— WHAT TO PRODUCE —
List every line of the data below that contains the string "tree". Case matters.

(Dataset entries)
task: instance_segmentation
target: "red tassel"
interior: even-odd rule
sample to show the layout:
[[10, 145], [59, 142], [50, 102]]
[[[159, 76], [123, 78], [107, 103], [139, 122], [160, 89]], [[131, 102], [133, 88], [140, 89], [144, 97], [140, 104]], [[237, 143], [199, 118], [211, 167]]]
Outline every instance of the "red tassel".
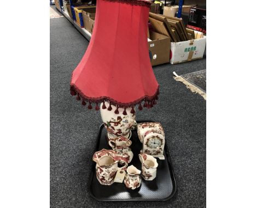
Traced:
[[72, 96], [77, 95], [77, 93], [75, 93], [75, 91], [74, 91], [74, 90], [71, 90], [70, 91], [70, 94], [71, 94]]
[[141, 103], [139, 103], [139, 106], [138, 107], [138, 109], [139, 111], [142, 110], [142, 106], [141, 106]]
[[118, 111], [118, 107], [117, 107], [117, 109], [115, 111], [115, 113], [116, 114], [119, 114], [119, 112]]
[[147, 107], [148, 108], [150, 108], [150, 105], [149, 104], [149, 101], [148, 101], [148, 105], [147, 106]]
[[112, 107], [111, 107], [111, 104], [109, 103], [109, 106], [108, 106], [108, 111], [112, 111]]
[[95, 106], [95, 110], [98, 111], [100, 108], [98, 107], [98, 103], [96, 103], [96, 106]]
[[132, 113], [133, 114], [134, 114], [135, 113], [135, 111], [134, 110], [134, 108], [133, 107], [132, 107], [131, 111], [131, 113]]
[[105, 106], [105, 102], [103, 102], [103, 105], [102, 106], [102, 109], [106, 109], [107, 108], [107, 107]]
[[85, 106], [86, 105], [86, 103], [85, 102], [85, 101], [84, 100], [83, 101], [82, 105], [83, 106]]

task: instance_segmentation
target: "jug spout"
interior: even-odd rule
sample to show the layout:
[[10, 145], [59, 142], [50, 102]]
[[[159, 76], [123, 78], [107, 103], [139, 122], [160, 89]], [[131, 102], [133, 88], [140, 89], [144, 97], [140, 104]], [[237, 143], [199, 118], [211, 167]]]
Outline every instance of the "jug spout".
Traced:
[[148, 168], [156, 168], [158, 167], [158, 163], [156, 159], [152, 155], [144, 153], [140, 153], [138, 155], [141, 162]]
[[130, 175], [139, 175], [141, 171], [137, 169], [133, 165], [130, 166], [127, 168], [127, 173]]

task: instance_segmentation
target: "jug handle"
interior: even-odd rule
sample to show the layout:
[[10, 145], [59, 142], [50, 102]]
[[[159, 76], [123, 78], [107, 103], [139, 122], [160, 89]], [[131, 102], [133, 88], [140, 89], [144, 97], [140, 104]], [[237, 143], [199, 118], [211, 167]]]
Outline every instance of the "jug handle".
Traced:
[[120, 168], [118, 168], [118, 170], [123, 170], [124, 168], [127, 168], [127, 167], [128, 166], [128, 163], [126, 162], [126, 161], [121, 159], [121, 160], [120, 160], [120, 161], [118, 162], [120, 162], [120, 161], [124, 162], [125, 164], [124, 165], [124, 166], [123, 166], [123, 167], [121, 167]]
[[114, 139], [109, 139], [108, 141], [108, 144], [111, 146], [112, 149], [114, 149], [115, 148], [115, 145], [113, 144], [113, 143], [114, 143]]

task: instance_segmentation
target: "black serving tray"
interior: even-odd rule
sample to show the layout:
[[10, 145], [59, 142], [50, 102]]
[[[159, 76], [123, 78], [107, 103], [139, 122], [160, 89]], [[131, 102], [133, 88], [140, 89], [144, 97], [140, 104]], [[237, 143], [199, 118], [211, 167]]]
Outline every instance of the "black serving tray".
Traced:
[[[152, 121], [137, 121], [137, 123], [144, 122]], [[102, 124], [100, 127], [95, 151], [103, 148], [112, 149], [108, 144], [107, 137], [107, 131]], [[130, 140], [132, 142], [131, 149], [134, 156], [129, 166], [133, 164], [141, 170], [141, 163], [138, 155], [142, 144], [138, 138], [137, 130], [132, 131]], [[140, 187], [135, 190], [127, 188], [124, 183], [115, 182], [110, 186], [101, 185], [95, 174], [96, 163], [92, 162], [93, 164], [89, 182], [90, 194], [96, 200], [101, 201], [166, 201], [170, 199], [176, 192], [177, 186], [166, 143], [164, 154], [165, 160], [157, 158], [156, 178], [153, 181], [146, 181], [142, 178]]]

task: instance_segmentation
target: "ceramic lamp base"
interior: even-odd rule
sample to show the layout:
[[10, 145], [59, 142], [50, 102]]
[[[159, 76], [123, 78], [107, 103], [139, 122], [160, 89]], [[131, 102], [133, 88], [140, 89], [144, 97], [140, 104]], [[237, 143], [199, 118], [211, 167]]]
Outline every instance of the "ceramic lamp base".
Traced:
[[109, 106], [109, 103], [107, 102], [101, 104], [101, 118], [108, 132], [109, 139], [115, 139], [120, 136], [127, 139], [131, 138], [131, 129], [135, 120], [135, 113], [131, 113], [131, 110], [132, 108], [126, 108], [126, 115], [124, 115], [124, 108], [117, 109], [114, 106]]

...

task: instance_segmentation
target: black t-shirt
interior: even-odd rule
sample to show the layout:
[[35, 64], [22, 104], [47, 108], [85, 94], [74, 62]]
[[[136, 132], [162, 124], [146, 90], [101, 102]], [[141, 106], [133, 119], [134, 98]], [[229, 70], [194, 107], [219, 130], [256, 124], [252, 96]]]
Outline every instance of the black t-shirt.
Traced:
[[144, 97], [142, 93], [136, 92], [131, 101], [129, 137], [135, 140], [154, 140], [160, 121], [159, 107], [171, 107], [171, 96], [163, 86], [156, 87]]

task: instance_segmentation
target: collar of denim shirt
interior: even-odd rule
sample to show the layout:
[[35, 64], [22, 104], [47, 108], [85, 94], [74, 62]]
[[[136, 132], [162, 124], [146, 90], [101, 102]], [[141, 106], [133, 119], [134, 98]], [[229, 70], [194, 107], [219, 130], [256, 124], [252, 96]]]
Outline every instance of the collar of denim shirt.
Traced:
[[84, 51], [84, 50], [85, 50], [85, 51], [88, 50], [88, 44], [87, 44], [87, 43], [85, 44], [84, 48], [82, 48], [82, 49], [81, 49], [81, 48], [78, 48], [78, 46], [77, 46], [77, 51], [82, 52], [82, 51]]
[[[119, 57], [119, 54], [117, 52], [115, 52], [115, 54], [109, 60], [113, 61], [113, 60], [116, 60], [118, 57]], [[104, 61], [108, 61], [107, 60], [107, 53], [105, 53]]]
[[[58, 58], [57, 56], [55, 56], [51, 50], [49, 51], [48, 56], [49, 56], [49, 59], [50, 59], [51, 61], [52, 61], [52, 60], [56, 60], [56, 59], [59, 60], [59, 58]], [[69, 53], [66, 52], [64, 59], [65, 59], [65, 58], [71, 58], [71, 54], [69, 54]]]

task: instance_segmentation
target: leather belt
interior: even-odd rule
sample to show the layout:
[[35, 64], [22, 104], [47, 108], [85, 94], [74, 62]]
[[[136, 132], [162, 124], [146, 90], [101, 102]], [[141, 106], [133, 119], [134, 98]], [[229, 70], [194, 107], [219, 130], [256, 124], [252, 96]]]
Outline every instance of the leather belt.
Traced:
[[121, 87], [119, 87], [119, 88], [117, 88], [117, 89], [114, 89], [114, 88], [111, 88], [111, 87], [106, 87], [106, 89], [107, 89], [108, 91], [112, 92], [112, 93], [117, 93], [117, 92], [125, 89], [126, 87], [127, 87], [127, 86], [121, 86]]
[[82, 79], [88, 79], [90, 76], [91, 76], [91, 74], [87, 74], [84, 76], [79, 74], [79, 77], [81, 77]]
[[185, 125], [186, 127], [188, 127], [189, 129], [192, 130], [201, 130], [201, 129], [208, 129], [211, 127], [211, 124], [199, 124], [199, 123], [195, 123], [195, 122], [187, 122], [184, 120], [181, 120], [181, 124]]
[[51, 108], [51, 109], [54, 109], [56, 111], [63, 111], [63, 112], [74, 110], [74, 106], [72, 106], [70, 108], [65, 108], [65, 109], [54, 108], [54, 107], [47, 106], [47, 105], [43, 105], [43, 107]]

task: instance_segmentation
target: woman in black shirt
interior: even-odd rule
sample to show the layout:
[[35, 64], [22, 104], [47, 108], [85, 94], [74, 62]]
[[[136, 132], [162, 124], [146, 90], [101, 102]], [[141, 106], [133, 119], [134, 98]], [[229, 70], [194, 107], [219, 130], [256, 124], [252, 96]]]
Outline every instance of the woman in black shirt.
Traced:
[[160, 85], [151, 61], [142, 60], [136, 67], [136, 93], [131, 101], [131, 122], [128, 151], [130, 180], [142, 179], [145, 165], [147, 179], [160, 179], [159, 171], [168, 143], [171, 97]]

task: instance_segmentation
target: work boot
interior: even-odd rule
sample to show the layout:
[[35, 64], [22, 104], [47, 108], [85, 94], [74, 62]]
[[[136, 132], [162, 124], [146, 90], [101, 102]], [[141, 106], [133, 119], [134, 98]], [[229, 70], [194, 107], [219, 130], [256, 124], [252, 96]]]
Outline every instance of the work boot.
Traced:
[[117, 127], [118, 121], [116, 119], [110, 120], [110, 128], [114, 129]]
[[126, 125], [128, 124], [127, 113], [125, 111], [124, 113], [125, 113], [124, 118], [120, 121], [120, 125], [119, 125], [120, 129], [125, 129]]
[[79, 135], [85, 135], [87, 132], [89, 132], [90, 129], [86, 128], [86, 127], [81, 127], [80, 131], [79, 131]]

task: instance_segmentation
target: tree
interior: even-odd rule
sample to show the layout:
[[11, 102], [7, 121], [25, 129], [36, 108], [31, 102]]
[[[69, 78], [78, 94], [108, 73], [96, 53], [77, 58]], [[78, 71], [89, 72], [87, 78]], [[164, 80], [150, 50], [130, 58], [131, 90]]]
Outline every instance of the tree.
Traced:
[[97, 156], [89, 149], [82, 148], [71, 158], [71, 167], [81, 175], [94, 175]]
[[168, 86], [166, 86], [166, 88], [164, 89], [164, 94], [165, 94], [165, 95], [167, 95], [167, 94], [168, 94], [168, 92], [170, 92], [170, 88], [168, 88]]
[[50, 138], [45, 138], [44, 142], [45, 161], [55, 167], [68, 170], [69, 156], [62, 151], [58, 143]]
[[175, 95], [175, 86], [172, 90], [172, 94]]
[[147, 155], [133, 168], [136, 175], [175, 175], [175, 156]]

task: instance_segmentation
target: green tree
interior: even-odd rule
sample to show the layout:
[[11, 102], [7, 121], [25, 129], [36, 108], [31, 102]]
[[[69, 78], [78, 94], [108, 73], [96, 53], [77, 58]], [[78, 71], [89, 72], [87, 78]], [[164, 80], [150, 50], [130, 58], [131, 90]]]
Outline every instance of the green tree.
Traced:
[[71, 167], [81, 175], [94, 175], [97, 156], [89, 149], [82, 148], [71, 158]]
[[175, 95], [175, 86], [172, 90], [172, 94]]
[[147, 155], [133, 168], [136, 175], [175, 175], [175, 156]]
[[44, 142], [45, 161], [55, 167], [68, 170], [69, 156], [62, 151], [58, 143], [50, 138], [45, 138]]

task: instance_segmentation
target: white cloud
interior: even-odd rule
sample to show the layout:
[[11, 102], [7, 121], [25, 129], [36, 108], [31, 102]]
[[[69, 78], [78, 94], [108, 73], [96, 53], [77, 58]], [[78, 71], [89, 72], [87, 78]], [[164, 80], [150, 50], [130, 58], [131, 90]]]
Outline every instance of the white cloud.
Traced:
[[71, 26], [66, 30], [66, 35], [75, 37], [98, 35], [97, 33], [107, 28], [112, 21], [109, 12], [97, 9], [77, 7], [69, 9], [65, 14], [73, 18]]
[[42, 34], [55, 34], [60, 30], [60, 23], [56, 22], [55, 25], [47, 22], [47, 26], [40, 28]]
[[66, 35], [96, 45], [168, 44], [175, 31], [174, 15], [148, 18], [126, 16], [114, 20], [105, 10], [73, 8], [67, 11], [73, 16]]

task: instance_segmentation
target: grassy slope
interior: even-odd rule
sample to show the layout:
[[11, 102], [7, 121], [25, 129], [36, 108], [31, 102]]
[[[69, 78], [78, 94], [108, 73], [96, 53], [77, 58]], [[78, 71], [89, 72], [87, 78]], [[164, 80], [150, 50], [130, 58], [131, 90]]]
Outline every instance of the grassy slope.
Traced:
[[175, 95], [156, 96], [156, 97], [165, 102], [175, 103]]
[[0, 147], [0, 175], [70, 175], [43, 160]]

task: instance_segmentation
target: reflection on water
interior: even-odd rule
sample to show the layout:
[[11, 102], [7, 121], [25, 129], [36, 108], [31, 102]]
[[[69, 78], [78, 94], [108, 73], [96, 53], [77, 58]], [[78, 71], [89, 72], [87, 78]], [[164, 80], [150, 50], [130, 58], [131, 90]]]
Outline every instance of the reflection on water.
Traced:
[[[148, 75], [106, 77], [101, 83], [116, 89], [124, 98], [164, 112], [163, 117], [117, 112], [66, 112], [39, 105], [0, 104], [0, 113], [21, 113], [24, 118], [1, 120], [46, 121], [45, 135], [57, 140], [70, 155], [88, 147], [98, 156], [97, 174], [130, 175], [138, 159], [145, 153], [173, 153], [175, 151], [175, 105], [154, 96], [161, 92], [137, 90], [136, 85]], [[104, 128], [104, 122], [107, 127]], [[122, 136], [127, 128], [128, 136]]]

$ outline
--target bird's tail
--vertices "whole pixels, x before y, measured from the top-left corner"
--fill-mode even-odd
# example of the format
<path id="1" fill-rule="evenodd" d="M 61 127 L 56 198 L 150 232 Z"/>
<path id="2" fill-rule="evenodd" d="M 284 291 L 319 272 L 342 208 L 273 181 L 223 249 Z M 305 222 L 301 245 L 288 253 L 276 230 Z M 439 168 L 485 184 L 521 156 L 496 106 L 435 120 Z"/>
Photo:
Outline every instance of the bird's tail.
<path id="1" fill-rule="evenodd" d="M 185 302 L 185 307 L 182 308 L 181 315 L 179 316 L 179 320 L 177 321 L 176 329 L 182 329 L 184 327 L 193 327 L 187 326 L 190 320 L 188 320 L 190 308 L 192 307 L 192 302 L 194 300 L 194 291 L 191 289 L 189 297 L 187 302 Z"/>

— RIGHT ANSWER —
target: tree
Outline every instance of the tree.
target: green tree
Outline every instance of the green tree.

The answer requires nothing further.